WHAT THIS TASK INVOLVES:
Can you write out all the records below again, replacing "bounding box" with "enclosing rectangle" everywhere and changing nothing else? Leave the pictures out of your answer.

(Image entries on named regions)
::::::
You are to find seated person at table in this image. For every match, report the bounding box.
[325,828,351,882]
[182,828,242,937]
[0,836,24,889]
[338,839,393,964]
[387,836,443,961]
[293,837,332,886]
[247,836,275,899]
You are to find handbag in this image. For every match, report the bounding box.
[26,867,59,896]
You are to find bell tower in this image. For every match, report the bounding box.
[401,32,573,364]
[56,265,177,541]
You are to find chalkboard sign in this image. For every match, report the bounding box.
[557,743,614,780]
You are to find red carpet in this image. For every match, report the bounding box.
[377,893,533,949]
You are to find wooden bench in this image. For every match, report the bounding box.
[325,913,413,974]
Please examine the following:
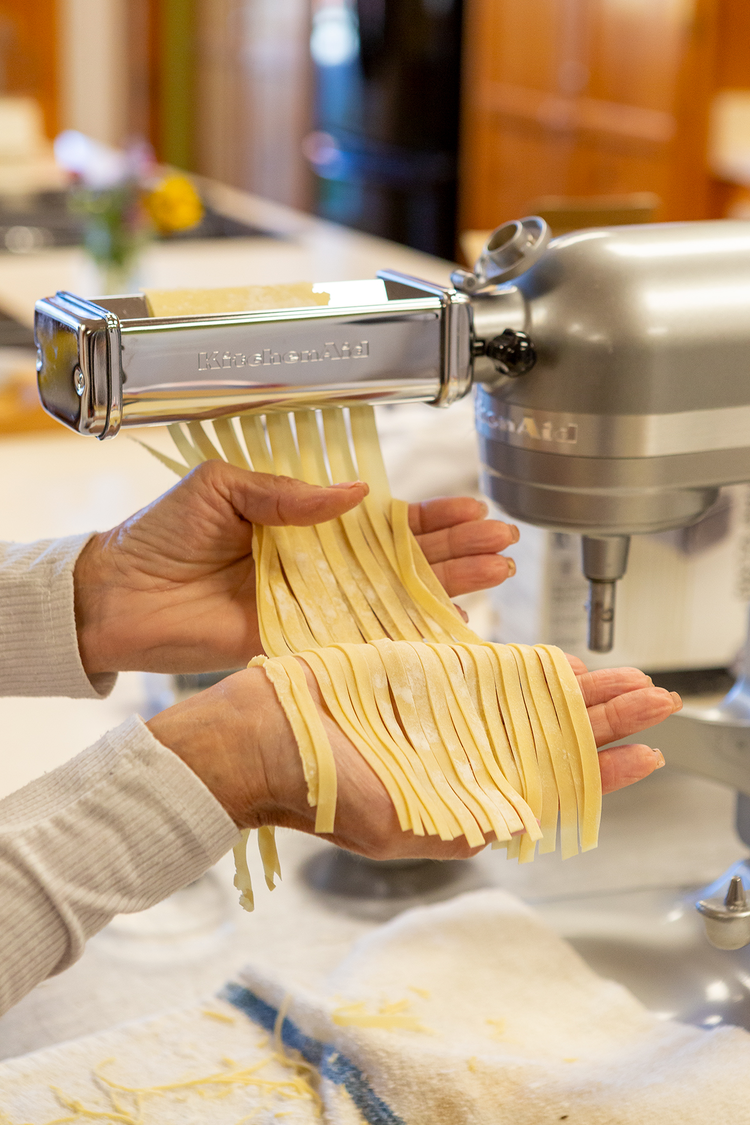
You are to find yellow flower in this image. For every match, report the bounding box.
[144,174,204,234]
::::::
RESULT FOR THIS TASK:
You are to find seated person at table in this image. For every match, report the enclosing rectangle.
[325,828,351,882]
[182,828,242,937]
[0,836,24,889]
[338,839,393,964]
[387,836,443,961]
[293,837,332,886]
[247,836,275,899]
You are to find handbag in this image. For every match, report the enclosing rectangle.
[26,867,59,896]
You are to find bell tower in this image. For every match, report the enclosing rectangle.
[401,32,573,364]
[56,265,177,541]
You are to find chalkboard sign in this image. For every match, report the enclosing rectangle.
[557,743,614,780]
You are to find red carpet in this image. For every match, report the enclosing rectangle.
[377,893,533,949]
You are to find wooden bench in this image. For every match, report the enclosing rectangle.
[325,913,413,974]
Please examine the following:
You are to find yellow flower in this image. For every match, report the enclosing rectangle.
[144,174,204,234]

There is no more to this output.